=== Required work ===
Can you locate every line in the records below that contains the string "jacket", with case counting, and copy each of those lines?

>> BEGIN Record list

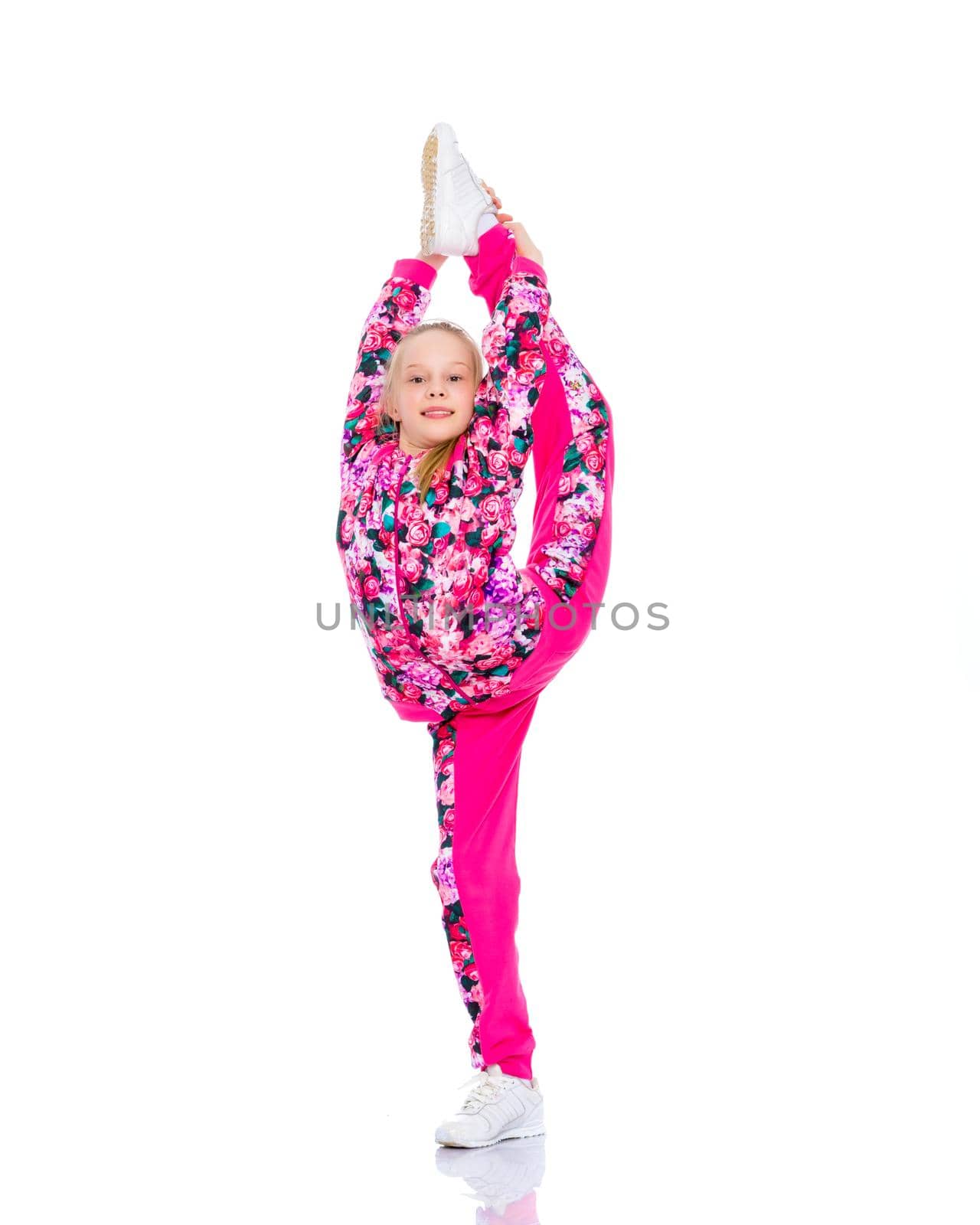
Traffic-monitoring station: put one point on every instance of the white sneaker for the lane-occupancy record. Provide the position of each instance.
(498, 1108)
(455, 199)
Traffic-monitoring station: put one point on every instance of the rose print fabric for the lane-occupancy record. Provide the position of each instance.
(444, 609)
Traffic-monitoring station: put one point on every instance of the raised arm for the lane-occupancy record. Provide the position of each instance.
(401, 305)
(500, 432)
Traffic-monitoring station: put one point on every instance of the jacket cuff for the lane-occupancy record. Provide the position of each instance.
(522, 263)
(416, 270)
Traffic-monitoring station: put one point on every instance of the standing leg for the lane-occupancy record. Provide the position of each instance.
(477, 760)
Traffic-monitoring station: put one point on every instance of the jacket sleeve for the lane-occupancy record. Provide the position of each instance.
(500, 433)
(401, 305)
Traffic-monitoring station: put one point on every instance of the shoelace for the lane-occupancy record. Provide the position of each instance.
(484, 1088)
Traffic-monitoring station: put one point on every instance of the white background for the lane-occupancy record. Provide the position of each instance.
(747, 843)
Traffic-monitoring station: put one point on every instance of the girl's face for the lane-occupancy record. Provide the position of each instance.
(435, 391)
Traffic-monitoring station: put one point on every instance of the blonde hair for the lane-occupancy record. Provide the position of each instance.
(438, 457)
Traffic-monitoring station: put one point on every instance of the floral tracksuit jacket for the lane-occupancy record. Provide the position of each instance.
(423, 573)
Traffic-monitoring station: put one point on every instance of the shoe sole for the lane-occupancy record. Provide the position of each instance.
(518, 1133)
(433, 165)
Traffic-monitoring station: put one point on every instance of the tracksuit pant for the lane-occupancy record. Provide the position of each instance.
(477, 753)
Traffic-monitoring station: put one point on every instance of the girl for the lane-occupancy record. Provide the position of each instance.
(462, 639)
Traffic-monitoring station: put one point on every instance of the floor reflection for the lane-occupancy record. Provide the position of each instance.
(501, 1176)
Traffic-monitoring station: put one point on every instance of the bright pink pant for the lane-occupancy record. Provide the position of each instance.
(477, 753)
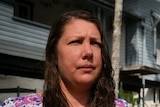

>> END Record list

=== Full solution ===
Traffic-monitoring station: put one point on every instance of the jacket cuff for the lane-occupancy record. Provide the position of each instance.
Traffic-monitoring station: put one point on every instance of the jacket sleeve for the lane-occupancy record. Provide the position of each instance.
Traffic-monitoring station: put one point on every instance of the floral tracksuit jacket for the lane-occupancy record. Provide the position of each instance.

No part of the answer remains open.